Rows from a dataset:
■ ■ ■ ■ ■

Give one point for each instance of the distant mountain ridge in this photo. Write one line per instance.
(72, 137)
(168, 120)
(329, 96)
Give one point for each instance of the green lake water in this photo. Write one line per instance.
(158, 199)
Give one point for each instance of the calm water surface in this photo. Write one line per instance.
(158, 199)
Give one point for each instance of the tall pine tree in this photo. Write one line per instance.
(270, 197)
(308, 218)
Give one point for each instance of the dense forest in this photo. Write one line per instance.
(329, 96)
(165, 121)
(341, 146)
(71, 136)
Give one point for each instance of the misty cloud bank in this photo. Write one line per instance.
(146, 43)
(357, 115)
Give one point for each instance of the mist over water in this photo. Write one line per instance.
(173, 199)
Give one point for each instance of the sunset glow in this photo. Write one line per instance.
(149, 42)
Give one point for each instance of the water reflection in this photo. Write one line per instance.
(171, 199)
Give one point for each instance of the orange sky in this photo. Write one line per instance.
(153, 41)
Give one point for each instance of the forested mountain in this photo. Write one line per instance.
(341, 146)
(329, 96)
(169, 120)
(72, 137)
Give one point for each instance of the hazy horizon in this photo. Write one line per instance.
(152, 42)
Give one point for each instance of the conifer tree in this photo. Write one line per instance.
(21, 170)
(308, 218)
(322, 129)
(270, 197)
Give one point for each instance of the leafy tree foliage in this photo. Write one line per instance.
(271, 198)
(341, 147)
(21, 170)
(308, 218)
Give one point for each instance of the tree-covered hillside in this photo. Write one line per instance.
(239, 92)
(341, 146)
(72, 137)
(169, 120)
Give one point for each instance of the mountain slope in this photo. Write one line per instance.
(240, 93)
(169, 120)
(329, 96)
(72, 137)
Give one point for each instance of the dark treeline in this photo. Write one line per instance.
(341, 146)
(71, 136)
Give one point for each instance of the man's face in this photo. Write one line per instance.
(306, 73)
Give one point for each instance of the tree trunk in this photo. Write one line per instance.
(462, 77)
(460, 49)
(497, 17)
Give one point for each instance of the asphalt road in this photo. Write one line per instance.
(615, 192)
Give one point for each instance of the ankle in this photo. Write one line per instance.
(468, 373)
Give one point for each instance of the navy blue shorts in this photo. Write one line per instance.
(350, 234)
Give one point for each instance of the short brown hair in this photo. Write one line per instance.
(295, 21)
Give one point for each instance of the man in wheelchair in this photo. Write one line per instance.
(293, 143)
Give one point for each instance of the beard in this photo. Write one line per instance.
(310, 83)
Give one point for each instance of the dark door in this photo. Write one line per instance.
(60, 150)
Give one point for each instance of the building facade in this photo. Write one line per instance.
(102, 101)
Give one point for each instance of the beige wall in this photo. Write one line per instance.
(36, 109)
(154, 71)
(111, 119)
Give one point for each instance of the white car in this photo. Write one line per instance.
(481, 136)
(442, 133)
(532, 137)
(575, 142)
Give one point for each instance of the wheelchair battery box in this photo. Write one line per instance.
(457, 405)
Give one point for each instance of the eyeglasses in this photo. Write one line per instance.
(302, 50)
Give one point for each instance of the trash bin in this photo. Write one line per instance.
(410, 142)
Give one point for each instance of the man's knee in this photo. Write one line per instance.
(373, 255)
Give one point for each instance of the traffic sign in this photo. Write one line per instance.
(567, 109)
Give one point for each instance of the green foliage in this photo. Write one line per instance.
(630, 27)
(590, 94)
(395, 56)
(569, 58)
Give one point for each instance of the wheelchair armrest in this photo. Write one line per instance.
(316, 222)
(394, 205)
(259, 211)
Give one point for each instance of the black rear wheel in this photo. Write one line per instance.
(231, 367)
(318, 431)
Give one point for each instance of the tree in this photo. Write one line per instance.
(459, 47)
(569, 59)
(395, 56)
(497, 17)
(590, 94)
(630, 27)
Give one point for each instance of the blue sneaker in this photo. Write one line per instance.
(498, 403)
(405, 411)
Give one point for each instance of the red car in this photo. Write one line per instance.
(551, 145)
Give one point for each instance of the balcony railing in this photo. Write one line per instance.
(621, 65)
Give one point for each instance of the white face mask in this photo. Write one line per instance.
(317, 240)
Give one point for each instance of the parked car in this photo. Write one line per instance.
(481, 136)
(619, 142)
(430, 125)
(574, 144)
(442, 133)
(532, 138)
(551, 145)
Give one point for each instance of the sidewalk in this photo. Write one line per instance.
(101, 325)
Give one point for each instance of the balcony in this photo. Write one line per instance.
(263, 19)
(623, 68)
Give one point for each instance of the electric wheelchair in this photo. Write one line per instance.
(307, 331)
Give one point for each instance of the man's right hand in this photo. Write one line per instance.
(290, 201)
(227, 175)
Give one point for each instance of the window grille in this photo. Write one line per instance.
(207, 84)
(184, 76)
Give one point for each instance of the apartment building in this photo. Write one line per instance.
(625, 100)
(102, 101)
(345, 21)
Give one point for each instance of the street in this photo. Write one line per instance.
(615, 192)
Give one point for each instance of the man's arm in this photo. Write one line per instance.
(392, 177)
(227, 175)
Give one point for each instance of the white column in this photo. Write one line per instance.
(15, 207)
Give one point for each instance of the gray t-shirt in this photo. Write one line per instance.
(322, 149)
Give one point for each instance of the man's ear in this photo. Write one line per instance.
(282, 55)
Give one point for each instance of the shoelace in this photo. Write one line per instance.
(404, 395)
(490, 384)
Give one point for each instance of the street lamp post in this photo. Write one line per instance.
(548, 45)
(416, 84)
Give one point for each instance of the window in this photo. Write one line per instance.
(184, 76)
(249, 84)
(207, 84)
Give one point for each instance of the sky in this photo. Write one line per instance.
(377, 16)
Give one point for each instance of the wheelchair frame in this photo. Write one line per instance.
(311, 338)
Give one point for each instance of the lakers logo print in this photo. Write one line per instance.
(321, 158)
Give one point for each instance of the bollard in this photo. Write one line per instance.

■ ■ ■ ■ ■

Rewrite every line from the one containing "Give one point for each instance of the street in" through the last of the entries, including both ends, and keep each request unchanged. Multiply each answer coordinate by 1.7 and round to the nearest whole number, with halves rounded up.

Give one point for each instance of the street in this photo. Write one line per instance.
(1046, 326)
Give one point for each instance of the man's arm in this photo. Write one line per instance.
(666, 301)
(386, 298)
Give one point for each instance of the white column in this photo. Write one line per instance.
(26, 352)
Give one point for each instance of the gray t-shirt in this photo. Write one line per instance.
(547, 253)
Give one point for each instance of the man's ear in this photo. Write one line per instance.
(479, 94)
Give one point for each instance of the shoelace in this photo. Write one line per instance.
(687, 672)
(833, 653)
Give one point for each instance of the street lamp post in this photo. Write one line per instance.
(932, 77)
(707, 143)
Give one point for each instance of the window in this photo. Write one line per instance.
(313, 129)
(423, 143)
(352, 143)
Give one point for each instance of the sky in this photo. Write one line per instance.
(641, 27)
Give one point for each instance of the wheelchair frame in this photo. Write one line per instance.
(529, 575)
Give one point for each instance of the lakers logo print in this photo. Write one line per instance.
(546, 269)
Give one point for each instance of the bollard in this photo. Write one line per instance.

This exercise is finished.